The Kansas Board of Regents has set a policy for the institutions it governs, disallowing concealed carry of handguns on campuses.
Now comes the Kansas House of Representatives to debate a measure that would put that decision in the hands of local university administrators. Those, of course, are the folks who recommended the statewide policy to the regents, and who would have to buck their overseers to implement it on any specific campus. So that’s going to happen!
Regardless, Rep. Steve Brunk, R-Wichita, says he didn’t want to leave that decision to the regents. “It disallows the freedom of any particular university,” he said.
Under a measure approved by the Federal and State Affairs Committee, the full House of Representatives now will consider letting public schools and state universities designate employees who are authorized to carry concealed weapons to have them on campus and in buildings — even though state law prohibits other licensed individuals from legally bringing their weapons into those same school buildings.
The legislation also would require the state, cities, counties and townships to allow concealed guns in their buildings unless they have electronic equipment and officers to check for weapons at public entrances.
The bill would allow state institutions of higher education, government-owned hospitals and nursing homes to continue to ban guns for the next four years without meeting the security check requirement; school boards and university presidents, as noted, could designate employees who would be allowed to carry concealed weapons.
....
Task objective
Edit the article on concealed carry from "Under a measure" through "at public entrances.", putting "main entrances" in place of "public entrances".

Stored data entries
....
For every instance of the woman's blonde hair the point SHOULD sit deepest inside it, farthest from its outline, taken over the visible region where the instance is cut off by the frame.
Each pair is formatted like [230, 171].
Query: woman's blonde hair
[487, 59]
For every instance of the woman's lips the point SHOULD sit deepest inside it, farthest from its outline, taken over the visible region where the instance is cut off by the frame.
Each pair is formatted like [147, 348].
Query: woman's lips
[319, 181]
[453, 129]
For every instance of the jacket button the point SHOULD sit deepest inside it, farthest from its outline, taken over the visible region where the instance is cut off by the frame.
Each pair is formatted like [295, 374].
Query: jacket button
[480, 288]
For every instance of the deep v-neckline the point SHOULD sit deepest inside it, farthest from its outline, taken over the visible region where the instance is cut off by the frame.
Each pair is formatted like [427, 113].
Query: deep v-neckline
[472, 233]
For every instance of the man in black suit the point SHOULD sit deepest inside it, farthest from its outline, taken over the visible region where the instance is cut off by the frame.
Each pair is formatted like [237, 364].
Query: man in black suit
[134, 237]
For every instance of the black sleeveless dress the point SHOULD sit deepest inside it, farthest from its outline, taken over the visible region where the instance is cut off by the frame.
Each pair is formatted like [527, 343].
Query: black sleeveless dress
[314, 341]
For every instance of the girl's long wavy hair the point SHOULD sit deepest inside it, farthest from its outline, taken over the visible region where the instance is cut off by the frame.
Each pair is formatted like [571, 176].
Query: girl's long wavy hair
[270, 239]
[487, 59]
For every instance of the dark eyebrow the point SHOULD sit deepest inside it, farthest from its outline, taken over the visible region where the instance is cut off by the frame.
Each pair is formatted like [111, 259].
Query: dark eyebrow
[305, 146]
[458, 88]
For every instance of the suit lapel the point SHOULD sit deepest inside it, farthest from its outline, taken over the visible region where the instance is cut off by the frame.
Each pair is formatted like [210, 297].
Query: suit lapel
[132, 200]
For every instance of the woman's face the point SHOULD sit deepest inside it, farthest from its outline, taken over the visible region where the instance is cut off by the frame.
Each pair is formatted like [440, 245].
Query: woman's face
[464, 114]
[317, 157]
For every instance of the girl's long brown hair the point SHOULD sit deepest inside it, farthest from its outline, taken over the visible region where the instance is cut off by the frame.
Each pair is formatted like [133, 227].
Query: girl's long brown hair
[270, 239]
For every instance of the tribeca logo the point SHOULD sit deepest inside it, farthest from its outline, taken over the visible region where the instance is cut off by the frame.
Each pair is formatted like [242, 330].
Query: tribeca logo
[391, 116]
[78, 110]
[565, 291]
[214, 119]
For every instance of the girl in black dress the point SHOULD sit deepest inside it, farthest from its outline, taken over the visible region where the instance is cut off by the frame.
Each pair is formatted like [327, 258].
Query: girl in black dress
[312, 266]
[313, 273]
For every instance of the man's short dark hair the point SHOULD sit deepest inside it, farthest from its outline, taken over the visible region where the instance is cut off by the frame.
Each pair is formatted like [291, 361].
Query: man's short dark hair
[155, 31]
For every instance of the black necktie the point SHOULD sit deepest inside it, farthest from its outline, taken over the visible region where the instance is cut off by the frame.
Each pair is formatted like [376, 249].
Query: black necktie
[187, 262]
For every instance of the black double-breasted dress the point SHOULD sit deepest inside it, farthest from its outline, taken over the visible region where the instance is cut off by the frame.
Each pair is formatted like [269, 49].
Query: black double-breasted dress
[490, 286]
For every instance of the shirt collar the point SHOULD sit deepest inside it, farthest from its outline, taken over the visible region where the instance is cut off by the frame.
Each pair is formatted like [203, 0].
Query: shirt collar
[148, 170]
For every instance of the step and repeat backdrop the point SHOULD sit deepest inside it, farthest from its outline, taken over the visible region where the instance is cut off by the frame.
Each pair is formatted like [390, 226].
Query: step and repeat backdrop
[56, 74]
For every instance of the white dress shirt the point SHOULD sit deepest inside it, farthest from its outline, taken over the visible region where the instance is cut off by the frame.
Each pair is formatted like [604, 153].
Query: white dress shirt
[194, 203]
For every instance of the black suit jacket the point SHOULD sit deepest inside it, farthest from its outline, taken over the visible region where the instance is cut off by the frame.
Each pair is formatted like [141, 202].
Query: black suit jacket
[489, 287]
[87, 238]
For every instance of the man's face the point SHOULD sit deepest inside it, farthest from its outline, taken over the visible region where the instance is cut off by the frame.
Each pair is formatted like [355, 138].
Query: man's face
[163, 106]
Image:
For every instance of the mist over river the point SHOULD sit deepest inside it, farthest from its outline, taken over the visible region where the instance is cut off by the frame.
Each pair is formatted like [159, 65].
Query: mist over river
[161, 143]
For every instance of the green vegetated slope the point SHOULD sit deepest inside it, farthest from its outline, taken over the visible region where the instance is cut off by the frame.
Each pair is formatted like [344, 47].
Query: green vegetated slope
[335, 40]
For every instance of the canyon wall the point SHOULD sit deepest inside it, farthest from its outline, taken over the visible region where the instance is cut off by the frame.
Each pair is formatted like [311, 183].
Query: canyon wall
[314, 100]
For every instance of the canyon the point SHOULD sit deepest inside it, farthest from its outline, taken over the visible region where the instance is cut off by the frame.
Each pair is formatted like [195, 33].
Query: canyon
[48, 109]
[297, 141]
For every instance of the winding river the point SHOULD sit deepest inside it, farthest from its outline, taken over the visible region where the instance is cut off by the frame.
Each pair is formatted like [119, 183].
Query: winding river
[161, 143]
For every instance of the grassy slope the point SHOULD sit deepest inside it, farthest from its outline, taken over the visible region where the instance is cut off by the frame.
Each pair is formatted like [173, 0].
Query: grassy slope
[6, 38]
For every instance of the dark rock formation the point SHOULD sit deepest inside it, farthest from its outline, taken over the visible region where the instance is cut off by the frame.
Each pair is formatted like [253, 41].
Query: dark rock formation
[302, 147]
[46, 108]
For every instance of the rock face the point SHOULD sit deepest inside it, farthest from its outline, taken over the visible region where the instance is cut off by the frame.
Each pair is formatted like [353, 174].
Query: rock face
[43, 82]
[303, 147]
....
Result of the exercise
Under a measure approved by the Federal and State Affairs Committee, the full House of Representatives now will consider letting public schools and state universities designate employees who are authorized to carry concealed weapons to have them on campus and in buildings — even though state law prohibits other licensed individuals from legally bringing their weapons into those same school buildings.
The legislation also would require the state, cities, counties and townships to allow concealed guns in their buildings unless they have electronic equipment and officers to check for weapons at main entrances.